(Task brief): Print verbatim every line starting at the one that contains "For the benchmark, mark each instance of the gnarled" and ending at the final line of the records; include both endpoints.

(Information supplied):
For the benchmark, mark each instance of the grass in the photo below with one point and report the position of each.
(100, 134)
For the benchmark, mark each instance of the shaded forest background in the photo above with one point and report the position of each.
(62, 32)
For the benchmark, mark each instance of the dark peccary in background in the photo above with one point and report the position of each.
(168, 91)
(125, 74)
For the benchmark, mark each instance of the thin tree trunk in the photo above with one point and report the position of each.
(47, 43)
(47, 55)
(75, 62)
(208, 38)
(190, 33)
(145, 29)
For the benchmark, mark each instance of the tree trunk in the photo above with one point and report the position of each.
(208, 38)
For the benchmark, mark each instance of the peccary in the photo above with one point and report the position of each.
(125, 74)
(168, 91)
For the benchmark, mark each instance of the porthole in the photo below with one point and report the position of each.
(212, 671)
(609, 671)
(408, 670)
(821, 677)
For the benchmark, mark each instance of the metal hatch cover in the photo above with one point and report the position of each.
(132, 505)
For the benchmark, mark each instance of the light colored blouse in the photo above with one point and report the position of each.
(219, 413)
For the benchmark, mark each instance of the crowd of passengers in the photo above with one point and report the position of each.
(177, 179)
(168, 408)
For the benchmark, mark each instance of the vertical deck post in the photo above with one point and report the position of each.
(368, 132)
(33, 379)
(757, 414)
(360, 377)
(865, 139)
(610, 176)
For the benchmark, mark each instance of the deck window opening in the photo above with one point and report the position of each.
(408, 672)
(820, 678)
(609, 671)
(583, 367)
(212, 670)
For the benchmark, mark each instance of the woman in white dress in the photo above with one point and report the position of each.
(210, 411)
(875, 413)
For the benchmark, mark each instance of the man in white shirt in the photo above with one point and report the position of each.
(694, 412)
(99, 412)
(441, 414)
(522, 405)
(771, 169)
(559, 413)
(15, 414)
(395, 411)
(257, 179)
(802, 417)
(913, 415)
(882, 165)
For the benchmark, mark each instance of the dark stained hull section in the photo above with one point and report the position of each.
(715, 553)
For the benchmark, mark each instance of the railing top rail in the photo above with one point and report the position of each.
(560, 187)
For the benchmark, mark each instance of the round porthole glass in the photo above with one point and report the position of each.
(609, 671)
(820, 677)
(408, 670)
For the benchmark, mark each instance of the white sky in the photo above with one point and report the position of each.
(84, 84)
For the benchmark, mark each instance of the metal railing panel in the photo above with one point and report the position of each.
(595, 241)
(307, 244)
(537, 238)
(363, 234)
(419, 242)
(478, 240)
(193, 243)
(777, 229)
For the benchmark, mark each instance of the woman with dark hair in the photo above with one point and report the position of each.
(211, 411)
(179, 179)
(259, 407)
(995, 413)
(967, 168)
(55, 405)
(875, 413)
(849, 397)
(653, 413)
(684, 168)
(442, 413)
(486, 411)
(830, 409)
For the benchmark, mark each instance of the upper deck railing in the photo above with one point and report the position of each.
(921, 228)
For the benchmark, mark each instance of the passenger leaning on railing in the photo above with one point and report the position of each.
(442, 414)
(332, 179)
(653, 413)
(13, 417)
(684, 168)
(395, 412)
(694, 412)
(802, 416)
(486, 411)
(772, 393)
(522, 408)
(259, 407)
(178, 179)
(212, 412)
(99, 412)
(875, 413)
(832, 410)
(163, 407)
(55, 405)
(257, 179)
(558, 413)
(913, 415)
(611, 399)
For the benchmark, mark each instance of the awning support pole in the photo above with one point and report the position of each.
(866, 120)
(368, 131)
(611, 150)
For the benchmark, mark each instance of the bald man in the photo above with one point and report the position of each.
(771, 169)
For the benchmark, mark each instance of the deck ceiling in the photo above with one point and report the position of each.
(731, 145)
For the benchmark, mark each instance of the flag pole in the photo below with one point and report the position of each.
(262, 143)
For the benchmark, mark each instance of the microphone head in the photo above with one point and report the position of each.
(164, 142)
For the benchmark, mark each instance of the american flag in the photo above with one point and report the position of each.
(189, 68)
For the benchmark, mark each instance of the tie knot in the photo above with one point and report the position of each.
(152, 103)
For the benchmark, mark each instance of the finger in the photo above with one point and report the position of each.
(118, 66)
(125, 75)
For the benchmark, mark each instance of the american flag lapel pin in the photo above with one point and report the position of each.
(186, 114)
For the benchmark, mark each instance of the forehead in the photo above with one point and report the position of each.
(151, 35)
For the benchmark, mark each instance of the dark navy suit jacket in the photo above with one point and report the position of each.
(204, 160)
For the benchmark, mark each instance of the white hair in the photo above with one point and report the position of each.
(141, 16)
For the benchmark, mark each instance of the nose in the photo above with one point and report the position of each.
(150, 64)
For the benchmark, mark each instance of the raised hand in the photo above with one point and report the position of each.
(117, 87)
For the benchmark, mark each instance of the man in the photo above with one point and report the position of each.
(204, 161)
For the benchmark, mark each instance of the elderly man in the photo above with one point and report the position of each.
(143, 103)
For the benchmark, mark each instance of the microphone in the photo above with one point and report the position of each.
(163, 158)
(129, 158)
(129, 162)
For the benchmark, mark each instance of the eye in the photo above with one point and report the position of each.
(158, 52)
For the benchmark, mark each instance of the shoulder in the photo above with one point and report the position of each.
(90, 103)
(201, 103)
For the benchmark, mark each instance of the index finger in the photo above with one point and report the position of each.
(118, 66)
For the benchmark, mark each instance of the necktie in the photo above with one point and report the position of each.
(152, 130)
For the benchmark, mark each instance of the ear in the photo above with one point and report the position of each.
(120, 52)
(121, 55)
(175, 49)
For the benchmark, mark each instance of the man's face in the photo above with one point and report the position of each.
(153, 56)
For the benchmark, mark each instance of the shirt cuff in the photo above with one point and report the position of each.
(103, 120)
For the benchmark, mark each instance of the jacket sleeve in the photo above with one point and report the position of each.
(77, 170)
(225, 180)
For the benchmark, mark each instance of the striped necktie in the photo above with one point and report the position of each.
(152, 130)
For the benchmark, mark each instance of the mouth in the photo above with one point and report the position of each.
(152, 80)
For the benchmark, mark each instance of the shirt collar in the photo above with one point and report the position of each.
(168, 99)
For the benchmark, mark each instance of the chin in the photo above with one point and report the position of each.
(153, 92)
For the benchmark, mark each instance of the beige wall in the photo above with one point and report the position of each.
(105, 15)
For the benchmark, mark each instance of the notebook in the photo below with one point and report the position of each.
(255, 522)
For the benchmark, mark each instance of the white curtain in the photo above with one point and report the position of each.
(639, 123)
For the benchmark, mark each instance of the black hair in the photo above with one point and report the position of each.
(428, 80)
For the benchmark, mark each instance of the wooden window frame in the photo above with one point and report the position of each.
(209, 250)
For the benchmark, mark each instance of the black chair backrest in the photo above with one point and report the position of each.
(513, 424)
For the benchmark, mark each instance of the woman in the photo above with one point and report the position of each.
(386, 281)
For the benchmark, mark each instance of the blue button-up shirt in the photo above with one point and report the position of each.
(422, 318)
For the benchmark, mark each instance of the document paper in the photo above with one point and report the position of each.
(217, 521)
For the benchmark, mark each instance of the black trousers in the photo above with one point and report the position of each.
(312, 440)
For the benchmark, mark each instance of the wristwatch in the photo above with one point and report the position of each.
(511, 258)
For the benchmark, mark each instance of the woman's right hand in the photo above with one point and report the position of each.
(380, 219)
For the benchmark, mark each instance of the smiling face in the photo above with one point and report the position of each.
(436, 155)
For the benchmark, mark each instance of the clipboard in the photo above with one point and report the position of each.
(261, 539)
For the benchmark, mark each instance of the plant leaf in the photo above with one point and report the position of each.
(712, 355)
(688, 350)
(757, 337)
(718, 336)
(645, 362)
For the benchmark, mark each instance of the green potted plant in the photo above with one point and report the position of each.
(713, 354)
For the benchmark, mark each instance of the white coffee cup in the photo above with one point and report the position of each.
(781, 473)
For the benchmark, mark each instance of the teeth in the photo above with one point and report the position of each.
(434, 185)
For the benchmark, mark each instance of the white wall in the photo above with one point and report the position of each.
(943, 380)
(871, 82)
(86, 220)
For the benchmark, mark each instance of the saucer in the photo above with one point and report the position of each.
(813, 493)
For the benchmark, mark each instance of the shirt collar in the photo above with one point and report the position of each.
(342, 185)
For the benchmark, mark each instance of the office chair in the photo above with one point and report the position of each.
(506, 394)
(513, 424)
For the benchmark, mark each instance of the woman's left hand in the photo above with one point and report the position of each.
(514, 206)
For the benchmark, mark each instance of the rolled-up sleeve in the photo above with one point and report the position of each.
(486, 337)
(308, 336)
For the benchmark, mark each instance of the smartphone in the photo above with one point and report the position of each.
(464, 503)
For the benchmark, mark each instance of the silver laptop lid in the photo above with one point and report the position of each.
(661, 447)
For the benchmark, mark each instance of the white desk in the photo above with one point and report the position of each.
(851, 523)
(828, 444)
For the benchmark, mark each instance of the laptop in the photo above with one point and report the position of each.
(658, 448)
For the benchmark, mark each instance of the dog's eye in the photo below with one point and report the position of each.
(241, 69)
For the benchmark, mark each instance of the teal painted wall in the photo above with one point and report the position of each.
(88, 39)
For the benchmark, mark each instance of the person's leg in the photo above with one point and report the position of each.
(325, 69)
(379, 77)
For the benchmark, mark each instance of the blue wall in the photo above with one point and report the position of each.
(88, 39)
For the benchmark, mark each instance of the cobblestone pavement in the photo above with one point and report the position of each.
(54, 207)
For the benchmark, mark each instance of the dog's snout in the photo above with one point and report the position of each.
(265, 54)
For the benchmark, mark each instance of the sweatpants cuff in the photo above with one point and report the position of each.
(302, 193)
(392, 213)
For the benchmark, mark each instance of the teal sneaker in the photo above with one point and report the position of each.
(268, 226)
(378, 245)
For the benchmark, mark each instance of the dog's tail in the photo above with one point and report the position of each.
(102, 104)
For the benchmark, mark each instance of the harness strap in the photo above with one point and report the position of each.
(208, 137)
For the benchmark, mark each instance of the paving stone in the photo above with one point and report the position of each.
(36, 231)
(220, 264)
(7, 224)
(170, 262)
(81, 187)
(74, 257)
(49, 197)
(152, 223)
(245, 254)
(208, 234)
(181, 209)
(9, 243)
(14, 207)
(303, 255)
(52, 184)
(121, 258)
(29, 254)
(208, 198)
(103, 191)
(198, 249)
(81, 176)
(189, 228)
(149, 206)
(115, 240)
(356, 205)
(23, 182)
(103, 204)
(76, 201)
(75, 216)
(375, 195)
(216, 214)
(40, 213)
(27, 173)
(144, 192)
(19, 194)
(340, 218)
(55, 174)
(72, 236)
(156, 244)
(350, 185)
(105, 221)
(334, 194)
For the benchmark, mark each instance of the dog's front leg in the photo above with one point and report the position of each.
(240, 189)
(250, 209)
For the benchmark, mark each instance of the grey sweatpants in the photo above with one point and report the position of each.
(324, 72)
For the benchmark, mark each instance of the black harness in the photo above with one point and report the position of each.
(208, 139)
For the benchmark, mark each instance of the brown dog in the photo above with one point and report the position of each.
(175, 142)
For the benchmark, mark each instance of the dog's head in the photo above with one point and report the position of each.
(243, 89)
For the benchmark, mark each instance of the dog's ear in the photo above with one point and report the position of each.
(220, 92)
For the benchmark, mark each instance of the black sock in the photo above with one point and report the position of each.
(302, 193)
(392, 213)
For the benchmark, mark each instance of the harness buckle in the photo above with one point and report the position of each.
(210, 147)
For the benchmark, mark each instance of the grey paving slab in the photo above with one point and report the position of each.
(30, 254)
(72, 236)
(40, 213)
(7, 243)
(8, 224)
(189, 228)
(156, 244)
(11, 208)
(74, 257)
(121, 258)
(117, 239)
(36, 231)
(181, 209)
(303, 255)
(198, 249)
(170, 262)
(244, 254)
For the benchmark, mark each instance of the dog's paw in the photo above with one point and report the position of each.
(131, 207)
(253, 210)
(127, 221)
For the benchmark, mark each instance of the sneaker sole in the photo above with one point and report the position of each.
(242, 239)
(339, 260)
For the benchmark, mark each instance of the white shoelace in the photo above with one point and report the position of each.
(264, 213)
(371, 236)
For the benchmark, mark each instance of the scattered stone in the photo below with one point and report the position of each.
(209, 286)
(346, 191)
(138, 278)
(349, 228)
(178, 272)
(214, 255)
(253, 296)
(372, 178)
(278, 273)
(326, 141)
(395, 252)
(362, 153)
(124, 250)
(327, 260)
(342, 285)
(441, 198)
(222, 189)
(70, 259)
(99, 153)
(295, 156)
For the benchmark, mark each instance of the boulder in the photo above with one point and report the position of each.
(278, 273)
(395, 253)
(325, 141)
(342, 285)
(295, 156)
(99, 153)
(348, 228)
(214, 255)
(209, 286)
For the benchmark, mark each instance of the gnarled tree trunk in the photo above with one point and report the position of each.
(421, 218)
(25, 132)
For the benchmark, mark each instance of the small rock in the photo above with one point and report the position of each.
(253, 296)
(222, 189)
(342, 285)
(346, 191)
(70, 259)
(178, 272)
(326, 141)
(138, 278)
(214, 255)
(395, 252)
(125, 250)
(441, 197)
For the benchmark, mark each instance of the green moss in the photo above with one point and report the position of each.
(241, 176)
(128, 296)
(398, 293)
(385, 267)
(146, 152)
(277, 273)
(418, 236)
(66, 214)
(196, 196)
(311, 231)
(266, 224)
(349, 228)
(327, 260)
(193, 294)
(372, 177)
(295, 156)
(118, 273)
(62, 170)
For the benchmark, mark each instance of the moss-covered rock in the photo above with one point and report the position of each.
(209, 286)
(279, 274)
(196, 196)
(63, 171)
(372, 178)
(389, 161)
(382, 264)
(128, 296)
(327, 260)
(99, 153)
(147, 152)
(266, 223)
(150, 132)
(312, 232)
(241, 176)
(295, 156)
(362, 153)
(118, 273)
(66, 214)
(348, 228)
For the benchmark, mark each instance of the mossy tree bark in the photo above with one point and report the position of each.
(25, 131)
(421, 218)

(The response):
For the benchmark, mark each instance of the gnarled tree trunk in the photo above with one point and report the position of each.
(421, 218)
(25, 132)
For the benchmark, mark each instance of the small rock in the photo above with one point and report the position of each.
(253, 296)
(222, 189)
(342, 285)
(346, 191)
(70, 259)
(178, 272)
(326, 141)
(138, 278)
(214, 255)
(395, 252)
(125, 250)
(441, 197)
For the benchmark, mark each instance of the green moss in the photo above with one point and report the position of each.
(241, 176)
(128, 296)
(398, 293)
(385, 267)
(146, 152)
(277, 273)
(418, 236)
(66, 214)
(196, 196)
(311, 231)
(266, 224)
(349, 228)
(327, 260)
(193, 294)
(372, 177)
(295, 156)
(118, 273)
(62, 170)
For the benchmark, mark each instance of the moss-covered rock in the photo above with one point and report the position of each.
(209, 286)
(279, 274)
(196, 196)
(63, 171)
(372, 178)
(389, 161)
(382, 264)
(128, 296)
(327, 260)
(99, 153)
(147, 152)
(266, 223)
(150, 132)
(312, 232)
(241, 176)
(295, 156)
(362, 153)
(118, 273)
(66, 214)
(348, 228)
For the benchmark, mark each instance of the mossy tree bark in the photo above with one point and report the position of each.
(25, 131)
(421, 218)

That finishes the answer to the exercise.